----- GIVEN TEXT -----
Groups keyboard shortcuts have been updated
Dismiss
See shortcuts

Side effects of clang plugin forcing out-of-line constructors

129 views
Skip to first unread message

Devon Loehr

unread,
Sep 16, 2024, 12:25:17 PM9/16/24
to cxx
One of our clang plugin checks forces constructors/destructors to be declared out-of-line for complex classes (documentation), which reduces binary size. Unfortunately, this has several negative consequences.

One of them is that it disqualifies classes which otherwise would qualify as aggregates, prevents them from being trivially copyable, etc (crbug.com/355003174). This can lead to annoying hacks to work around it, and prevents some handy patterns like designated initializers.

Less directly, a recent bug brought up the fact that we have many classes which are "accidentally" not moveable, because they have a copy constructor but no move constructor. One cause of this is that our style plugin will require users to define a copy constructor, but won't force them to make a move constructor along with it.

Drawing from the linked discussions, it seems there are a number of things we could do to try to address this (not necessarily mutually exclusive):
  1. Update the plugin to require explicitly defining move constructors per the rule of 5 (even if just default/delete).
  2. Update just the plugin's message to recommend adding a move constructor whenever it requires adding a copy constructor.
  3. Add an easier way to opt-out of this check.
  4. Remove this check from the plugin entirely.
  5. Alongside (3) or (4), see if we can tweak LLVM inlining heuristics to reduce the binary size impact.
  6. Enable the performance-move-const-arg flag in clang-tidy, which (among other things) highlights some of the issues with classes that lack move constructors  (crbug/364788123).
Personally I'd lean towards (1), (3), and eventually (6). (1) helps adhere to C++ guidelines, and (6) seems to be providing useful information. (3) lets us choose the rule of 0 when necessary, allowing us to benefit from things like aggregates which have the right behavior only if we don't interfere. It's frustrating that we need to make this choice, but I don't know of any way to avoid it.

I'm looking for thoughts about how we should address this. What's the best way to resolve this? Are there other options I didn't outline above? Is there a way to "have it all" by avoiding mass-inlining without explicitly declaring constructors?
-----
_PROBLEM 1:_
Answer these questions on the forum post about the clang plugin's out-of-line constructor check:
(a) What does forcing constructors and destructors out-of-line reduce?
(b) Which clang-tidy flag does option 6 propose enabling?
(c) Which of the listed options does the author lean toward?
_PROBLEM 2:_
Write the next part of the forum thread on the clang plugin's out-of-line constructor check, picking up after its final sentence.
----- DATASET SECTION -----
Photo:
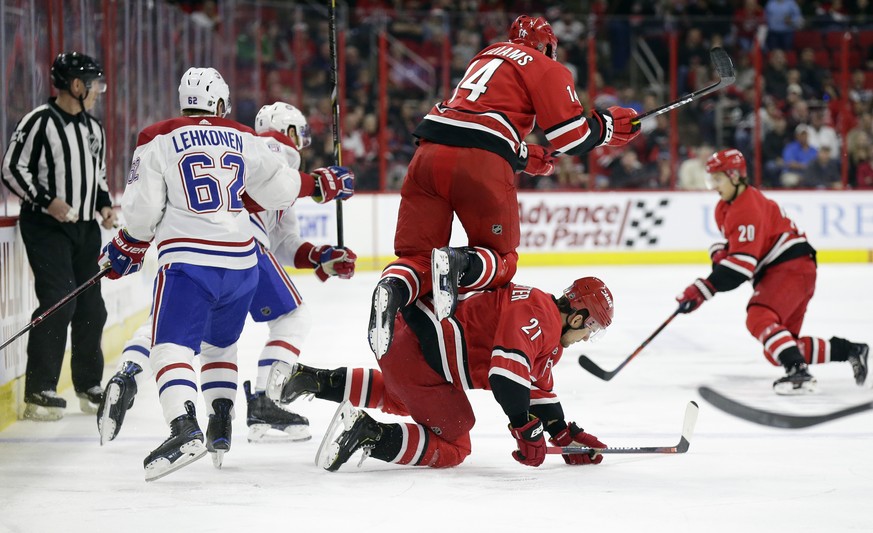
-----
_RIGHT ANSWER 1:_
(a) Binary size.
(b) performance-move-const-arg.
(c) Options (1) and (3), and eventually (6).

_RIGHT ANSWER 2:_
--Devon Loehr

danakj

unread,
Sep 16, 2024, 12:32:44 PM9/16/24
to Devon Loehr, cxx, Daniel Cheng
Daniel (cc'd) currently owns getting rid of this check entirely. If that's not possible, some of these other options may be needed as a fallback.

It also causes issues with constexpr: https://crbug.com/40264722

--
You received this message because you are subscribed to the Google Groups "cxx" group.
To unsubscribe from this group and stop receiving emails from it, send an email to cxx+uns...@chromium.org.
To view this discussion on the web visit https://groups.google.com/a/chromium.org/d/msgid/cxx/384738ca-2c74-44a5-8256-98893af30fc5n%40chromium.org.

Daniel Cheng

unread,
Sep 25, 2024, 2:09:42 AM9/25/24
to danakj, Devon Loehr, cxx
We've had several forms of these discussions, and I'd really like to avoid adding an escape hatch.

I think we should be investing in (5) in parallel with (4)

From my side, I've done two things:
I made a rewriting tool that automatically reverses the out-of-lined special member functions: crrev.com/c/5784484
Unfortunately, Chrome /really/ loves forward declares, which means the current rewriter doesn't work—many types don't have a complete definition in the header, so the result just doesn't compile. I'm working on limiting the scope of the rewrites using some different criteria, but I've been a bit distracted by other things that came up in the last week. The goal here is to try to get an idea of how much binary size will be impacted—and if we feel it's useful, we can use it for whatever rewrites we deem appropriate.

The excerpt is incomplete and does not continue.